Source passage:

CODEWITHSUNDEEP
actionscript-3geometrycollision-detectiontrigonometryintersection
Xerain
Xerain

Reputation: 21

Finding the point where a line crosses a nonlinear path

Diagram: https://i.sstatic.net/gpL0P.png

Summary: How do I find the coordinates of the blue point in the diagram so I can calculate the positions of the red points adjacent to it and draw my triangle?

Details of problem: I am trying to make a tail on a drag-able tool-tip balloon for a map application I am making. I would like the the tail to be drawn from the location where the balloon is placed (point 0,0 of the sprite containing both balloon and tail) to the edge of the balloon, with the base of the tail always being the same arbitrary width width it connects to the balloon. The tail would be redrawn at the new coordinates every frame.

I would prefer not to hide part of the tail underneath the balloon, as I intend to use some transparency on it.

Stated exercise A:
Answer these about the balloon-tail thread, one per line:
(i) What kind of application is the tool-tip balloon being made for?
(ii) How often would the tail be redrawn at the new coordinates?
(iii) What does the poster intend to use on the tail that makes hiding part of it under the balloon undesirable?

Dataset records:
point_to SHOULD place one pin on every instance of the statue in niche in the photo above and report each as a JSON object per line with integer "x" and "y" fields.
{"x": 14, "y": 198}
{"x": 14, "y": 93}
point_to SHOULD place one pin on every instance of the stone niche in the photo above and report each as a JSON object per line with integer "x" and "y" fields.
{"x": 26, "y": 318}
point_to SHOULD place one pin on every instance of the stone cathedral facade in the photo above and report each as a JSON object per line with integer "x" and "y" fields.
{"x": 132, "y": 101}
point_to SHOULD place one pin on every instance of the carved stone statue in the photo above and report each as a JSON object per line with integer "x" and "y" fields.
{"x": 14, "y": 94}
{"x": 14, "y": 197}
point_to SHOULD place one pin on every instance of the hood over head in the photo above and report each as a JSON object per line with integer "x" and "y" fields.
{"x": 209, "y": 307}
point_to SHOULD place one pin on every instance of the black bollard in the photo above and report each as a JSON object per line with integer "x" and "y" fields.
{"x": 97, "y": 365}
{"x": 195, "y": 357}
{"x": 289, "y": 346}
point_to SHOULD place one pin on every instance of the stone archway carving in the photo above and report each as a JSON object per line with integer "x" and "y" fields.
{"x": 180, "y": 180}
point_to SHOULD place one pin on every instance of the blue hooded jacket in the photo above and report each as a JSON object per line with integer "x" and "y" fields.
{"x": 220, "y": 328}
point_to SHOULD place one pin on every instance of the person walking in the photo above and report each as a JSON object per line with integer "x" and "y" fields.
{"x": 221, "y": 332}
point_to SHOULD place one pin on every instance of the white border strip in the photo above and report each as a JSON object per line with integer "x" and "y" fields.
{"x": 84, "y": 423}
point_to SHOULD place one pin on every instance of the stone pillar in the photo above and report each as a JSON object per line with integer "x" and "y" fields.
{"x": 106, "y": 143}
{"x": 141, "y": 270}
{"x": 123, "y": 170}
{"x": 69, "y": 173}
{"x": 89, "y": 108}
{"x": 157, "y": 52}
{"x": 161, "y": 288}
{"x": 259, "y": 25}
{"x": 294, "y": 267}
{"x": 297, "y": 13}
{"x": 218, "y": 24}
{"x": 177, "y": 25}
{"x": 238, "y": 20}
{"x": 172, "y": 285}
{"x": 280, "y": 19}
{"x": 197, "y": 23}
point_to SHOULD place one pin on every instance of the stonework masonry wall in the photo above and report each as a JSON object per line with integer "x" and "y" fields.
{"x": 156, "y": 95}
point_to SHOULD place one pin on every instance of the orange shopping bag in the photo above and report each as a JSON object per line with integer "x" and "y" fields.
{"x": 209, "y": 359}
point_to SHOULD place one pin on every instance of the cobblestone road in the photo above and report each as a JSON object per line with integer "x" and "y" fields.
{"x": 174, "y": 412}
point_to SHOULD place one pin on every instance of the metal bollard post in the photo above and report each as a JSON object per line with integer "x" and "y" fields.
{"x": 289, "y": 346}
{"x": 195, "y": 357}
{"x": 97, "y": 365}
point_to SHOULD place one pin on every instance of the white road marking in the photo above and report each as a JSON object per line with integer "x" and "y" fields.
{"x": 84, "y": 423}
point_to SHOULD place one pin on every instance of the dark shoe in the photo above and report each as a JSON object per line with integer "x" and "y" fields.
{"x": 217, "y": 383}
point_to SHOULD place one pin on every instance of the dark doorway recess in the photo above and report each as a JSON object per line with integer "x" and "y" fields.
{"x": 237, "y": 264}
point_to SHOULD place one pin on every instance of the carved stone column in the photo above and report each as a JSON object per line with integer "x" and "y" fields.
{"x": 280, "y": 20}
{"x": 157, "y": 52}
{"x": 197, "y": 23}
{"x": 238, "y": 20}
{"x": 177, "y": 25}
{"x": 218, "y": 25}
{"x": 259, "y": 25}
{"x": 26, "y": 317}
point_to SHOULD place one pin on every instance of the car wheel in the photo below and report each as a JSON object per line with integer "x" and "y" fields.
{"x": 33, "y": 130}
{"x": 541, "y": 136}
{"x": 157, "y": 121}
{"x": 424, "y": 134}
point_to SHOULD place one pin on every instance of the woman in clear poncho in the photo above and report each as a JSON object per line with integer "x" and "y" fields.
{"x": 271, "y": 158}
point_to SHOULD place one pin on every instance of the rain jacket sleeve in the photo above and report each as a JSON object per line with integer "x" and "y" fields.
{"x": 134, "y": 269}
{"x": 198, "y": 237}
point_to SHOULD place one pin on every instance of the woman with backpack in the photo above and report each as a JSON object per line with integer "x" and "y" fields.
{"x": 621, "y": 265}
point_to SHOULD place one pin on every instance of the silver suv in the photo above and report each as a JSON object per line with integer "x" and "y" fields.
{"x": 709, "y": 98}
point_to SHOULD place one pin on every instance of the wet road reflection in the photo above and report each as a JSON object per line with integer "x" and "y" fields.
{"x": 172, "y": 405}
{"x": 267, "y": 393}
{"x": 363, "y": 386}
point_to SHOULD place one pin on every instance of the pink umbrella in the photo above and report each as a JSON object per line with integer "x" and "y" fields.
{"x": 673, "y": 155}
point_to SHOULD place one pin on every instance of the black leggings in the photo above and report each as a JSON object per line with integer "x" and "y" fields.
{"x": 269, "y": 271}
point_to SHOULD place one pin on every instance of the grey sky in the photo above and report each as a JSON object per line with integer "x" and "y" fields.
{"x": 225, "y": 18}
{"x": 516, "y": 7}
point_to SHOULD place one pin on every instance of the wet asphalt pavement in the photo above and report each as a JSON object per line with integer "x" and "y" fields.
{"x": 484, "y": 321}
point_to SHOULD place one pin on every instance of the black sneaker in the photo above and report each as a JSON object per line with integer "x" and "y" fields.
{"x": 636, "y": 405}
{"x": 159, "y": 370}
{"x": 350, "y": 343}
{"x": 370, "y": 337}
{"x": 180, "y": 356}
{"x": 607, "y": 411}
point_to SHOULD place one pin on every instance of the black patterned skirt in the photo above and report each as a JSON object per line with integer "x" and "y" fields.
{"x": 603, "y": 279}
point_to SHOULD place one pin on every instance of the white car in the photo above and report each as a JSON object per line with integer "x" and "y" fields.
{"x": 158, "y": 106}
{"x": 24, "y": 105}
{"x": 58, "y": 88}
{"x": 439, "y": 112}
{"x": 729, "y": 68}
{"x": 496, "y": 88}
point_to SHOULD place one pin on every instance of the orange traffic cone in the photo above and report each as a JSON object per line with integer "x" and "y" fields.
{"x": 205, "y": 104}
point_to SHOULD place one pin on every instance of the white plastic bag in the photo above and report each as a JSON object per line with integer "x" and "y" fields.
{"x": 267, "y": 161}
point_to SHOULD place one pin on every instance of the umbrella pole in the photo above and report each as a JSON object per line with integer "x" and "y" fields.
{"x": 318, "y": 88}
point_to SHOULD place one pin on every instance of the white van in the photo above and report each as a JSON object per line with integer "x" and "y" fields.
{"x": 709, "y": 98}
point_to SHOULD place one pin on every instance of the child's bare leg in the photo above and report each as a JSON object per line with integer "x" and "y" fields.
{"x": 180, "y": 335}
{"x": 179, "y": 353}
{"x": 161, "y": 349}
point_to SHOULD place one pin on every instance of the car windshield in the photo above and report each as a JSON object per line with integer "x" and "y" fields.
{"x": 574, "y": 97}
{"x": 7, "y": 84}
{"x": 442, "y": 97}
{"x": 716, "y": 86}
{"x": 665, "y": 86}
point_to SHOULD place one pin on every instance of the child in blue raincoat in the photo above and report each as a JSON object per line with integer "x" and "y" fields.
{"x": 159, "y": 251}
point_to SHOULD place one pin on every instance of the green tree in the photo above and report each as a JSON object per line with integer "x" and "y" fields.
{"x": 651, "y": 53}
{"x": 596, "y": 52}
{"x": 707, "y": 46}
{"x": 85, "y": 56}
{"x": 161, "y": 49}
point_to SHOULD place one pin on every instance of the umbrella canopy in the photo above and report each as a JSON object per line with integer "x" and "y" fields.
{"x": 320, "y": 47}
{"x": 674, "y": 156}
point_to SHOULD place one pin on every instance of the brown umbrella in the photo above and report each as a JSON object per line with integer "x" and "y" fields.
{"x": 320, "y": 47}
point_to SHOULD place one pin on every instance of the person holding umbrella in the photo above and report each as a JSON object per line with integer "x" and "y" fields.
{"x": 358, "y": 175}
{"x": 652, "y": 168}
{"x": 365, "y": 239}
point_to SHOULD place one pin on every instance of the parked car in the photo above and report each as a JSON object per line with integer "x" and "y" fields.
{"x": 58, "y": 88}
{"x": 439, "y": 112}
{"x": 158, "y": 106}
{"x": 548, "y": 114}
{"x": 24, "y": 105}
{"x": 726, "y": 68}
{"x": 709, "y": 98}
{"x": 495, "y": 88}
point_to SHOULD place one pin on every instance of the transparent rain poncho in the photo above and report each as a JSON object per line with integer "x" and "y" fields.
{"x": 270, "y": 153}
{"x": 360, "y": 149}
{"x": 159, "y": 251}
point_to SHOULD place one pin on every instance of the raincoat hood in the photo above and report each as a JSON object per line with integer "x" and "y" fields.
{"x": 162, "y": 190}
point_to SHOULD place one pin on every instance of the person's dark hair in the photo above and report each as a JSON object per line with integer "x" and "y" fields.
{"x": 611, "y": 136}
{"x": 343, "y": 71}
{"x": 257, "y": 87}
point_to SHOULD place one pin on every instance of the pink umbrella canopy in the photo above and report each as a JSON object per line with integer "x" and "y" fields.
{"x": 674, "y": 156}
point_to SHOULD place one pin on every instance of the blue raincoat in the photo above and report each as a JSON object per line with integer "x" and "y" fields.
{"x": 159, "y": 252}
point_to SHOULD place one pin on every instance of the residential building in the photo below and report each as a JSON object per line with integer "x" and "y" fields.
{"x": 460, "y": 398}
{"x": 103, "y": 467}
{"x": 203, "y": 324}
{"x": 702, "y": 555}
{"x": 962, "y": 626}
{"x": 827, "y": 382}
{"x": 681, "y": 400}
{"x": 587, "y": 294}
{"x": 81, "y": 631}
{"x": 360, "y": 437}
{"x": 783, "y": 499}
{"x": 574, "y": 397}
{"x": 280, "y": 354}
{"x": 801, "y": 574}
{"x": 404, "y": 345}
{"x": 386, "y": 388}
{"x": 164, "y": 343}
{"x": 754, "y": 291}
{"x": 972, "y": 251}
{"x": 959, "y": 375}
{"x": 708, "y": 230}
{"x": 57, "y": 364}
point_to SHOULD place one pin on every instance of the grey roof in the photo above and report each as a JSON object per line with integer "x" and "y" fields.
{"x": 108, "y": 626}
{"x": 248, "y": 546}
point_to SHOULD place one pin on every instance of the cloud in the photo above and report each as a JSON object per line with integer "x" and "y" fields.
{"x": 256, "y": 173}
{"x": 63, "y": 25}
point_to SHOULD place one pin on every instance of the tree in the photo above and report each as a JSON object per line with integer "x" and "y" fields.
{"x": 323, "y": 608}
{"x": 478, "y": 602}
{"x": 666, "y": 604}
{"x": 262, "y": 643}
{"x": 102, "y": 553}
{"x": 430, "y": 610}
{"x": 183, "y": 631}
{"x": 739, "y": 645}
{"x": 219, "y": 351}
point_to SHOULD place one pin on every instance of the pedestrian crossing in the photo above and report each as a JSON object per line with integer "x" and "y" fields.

Stated exercise B: Count the lines of the records that contain the string "poncho", with case counting. Reply with the number alone.

Result A:
(i) A map application.
(ii) Every frame.
(iii) Some transparency.

Result B: 2